• [RECORDED DATA]

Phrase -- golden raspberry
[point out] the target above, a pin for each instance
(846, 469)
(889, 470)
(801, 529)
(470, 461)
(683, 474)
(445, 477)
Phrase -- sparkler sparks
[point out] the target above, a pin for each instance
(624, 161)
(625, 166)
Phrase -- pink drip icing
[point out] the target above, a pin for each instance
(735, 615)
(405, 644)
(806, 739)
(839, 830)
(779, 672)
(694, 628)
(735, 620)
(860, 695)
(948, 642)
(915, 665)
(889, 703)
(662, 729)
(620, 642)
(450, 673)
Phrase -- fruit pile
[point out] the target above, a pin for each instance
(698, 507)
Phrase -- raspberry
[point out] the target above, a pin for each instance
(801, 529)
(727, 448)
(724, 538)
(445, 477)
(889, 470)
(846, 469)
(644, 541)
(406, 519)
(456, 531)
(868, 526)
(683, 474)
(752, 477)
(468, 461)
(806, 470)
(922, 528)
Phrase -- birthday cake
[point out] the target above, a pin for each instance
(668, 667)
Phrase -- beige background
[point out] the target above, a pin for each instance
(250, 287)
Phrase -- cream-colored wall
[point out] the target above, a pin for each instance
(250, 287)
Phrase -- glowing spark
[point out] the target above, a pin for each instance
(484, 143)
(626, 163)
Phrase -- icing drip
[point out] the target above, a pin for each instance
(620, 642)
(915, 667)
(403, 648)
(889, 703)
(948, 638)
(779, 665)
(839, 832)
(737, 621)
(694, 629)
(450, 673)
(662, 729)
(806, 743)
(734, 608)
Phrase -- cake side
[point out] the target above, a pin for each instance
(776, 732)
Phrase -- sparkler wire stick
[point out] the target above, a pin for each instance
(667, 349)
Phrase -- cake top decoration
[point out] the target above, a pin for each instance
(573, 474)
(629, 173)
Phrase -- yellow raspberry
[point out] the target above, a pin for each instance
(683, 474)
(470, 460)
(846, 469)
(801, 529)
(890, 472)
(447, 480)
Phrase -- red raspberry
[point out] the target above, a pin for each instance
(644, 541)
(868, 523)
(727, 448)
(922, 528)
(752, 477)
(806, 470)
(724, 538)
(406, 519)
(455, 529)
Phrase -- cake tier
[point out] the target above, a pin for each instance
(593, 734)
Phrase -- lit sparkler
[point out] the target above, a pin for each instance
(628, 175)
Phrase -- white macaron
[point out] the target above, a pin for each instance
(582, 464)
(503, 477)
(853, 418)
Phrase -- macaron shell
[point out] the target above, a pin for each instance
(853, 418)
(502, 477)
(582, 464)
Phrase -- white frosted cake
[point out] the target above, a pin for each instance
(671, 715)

• [TASK DIRECTIONS] Above are the entries. Copy exactly the part that opens with the line containing "Phrase -- cream-colored wall" and closes with the line containing "Phrase -- cake top decoration", and no more.

• [SOLUTION TO THIS PROBLEM]
Phrase -- cream-colored wall
[point out] the target above, a pin for each instance
(250, 287)
Phrase -- glowing spark
[point out] the target above, a pin for each instance
(484, 143)
(626, 163)
Phrase -- icing drip
[point out] the target above, a pin for each instance
(620, 642)
(915, 667)
(403, 648)
(889, 703)
(948, 638)
(779, 665)
(839, 832)
(737, 621)
(694, 629)
(450, 673)
(662, 729)
(806, 743)
(734, 608)
Phrase -- cake side
[point out] the target above, a pin for each instance
(776, 732)
Phrase -- sparkler wire stick
[point out] the target above, a pin for each instance
(667, 349)
Phrase -- cake top decoration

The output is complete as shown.